*Tamamlanacak Alıştırmalar*
1. İhtarname hakkındaki metne göre şu ifadeler doğru mu: (a) Sözleşmede ödeme zamanı belirlenmişse, ödeme zamanı gelmeden çekilen ihtarname hukuki sonuç doğurur; (b) kira sözleşmesinde birden fazla kiralayan varsa ihtarnamedeki noksanlık sonradan giderilebilir; (c) muaccel bir borcun borçlusu, alacaklının ihtarıyla temerrüde düşer? Her biri için evet ya da hayır deyip kararı belirleyen sözcükleri metinden aynen alıntılar mısınız?
2. İhtarname hakkındaki metinde "6098 sayılı Türk" sözcüklerini içeren yerle açılıp "halinde arz edelim." ile kapanan kısmı hiç değiştirmeden yineler misiniz?

6098 sayılı Türk Borçlar Kanunu’nun 117. maddesine göre “Muaccel bir borcun borçlusu, alacaklının ihtarıyla temerrüde düşer” . Borcun ödeneceği gün tayin edilmemişse ya da sebepsiz zenginleşen kişi iyi niyetli ise ihtar çekmekle borçlu temerrüde düşer. İhtarname ile temerrüde düşen borçlu, borcu ödeyememesinde kusuru olmadığını ispat etmedikçe, borcunu geç ödemekten dolayı alacaklının uğradığı zararı gidermekle yükümlüdür. İhtarname çekilmez “keşide” edilir fakat Mecelle’deki “galatı meşhur fasihi meşhurdan evladır” prensibi gereğince yanlış ama yaygın kullanım şekliyle ihtarname “çekerken” nelere dikkat etmemiz gerekir ve ihtarname ne gibi sonuçlar doğurur kısa başlıklar halinde arz edelim.
Muhatabına gönderilen ihtarnamenin hukuki sonuç doğurabilmesi için yasaya uygun bir ihtarnamenin varlığı şarttır. (Örneğin Kira sözleşmesinde birden fazla kiralayan varsa bu kişiler arasında zorunlu dava arkadaşlığı bulunduğundan,Kiracıya birlikte noterden ihtarname gönderip birlikte dava açmaları gerekir. Davadaki noksanlığın sonradan giderilmesi mümkün ise de ihtarnamedeki bu noksanlığın sonradan giderilmesi mümkün değildir. Bu durumda temerrüt ihtarının hukuki sonuç doğurmayacağı göz önüne alınarak, mahkemece tahliye isteğinin reddine karar verilir. )
Sözleşmede ödeme zamanı belirlenmişse, ödeme zamanı gelmeden ihtarname çekmek hiçbir hukuki sonuç doğurmaz. Eğer sözleşmede ödeme tarihi belirlenmemişse ya da verdiğiniz borcun ödeme vadesi belirlenmemişse ihtarname ile alacak istenebilir hale gelir yani teknik olarak muaccel hale gelir.

*Kayıt Alıntıları*
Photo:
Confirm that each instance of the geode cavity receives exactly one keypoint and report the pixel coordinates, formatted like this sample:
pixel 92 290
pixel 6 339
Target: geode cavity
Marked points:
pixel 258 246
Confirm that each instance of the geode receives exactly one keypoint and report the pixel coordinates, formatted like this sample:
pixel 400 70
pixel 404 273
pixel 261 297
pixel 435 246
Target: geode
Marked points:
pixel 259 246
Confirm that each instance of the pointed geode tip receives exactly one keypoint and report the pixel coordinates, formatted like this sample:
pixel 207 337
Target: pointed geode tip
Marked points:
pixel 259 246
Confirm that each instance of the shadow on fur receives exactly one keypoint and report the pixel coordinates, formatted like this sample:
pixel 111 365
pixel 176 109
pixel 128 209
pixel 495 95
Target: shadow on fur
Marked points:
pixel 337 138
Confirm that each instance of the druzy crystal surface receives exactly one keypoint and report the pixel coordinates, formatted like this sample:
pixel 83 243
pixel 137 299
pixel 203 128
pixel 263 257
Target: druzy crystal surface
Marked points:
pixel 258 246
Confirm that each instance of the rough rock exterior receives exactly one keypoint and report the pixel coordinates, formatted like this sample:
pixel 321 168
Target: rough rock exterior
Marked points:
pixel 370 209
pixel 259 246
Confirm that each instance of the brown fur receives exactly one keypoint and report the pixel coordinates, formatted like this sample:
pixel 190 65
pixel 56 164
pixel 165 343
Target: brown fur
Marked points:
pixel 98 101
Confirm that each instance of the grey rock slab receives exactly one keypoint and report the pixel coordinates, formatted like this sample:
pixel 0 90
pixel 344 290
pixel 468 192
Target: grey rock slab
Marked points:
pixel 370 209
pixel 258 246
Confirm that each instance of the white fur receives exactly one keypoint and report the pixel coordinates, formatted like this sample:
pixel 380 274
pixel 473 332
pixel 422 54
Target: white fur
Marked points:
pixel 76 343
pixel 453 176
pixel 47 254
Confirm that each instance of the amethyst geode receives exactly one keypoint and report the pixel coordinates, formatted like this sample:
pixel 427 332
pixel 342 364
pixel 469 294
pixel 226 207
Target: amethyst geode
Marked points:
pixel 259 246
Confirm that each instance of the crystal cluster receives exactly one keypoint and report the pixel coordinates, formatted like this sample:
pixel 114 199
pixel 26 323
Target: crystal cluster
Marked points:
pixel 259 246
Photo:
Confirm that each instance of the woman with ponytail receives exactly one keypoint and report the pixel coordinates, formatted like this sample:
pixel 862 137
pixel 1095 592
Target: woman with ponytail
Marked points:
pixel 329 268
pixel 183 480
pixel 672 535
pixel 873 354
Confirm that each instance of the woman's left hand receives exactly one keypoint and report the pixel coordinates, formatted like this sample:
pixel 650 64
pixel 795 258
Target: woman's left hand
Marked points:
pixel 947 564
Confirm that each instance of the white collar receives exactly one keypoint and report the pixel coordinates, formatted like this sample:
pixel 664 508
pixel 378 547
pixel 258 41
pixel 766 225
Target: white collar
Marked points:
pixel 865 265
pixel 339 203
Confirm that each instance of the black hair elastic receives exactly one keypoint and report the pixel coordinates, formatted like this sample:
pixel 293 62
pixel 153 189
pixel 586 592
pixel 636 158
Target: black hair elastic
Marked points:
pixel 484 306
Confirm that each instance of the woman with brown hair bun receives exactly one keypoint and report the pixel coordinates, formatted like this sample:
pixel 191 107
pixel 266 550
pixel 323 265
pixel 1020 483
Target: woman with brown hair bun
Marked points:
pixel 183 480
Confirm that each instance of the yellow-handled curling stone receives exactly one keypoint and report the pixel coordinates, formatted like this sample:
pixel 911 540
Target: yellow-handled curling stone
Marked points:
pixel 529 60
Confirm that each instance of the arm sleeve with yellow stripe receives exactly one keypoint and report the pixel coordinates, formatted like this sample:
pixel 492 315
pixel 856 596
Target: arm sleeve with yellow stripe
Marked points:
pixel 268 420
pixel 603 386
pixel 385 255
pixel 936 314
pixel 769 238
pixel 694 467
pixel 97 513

*Görevlere Göre Çıktılar*
1.
(a) Hayır: "ödeme zamanı gelmeden ihtarname çekmek hiçbir hukuki sonuç doğurmaz"
(b) Hayır: "ihtarnamedeki bu noksanlığın sonradan giderilmesi mümkün değildir"
(c) Evet: "Muaccel bir borcun borçlusu, alacaklının ihtarıyla temerrüde düşer"

2.
6098 sayılı Türk Borçlar Kanunu’nun 117. maddesine göre “Muaccel bir borcun borçlusu, alacaklının ihtarıyla temerrüde düşer” . Borcun ödeneceği gün tayin edilmemişse ya da sebepsiz zenginleşen kişi iyi niyetli ise ihtar çekmekle borçlu temerrüde düşer. İhtarname ile temerrüde düşen borçlu, borcu ödeyememesinde kusuru olmadığını ispat etmedikçe, borcunu geç ödemekten dolayı alacaklının uğradığı zararı gidermekle yükümlüdür. İhtarname çekilmez “keşide” edilir fakat Mecelle’deki “galatı meşhur fasihi meşhurdan evladır” prensibi gereğince yanlış ama yaygın kullanım şekliyle ihtarname “çekerken” nelere dikkat etmemiz gerekir ve ihtarname ne gibi sonuçlar doğurur kısa başlıklar halinde arz edelim.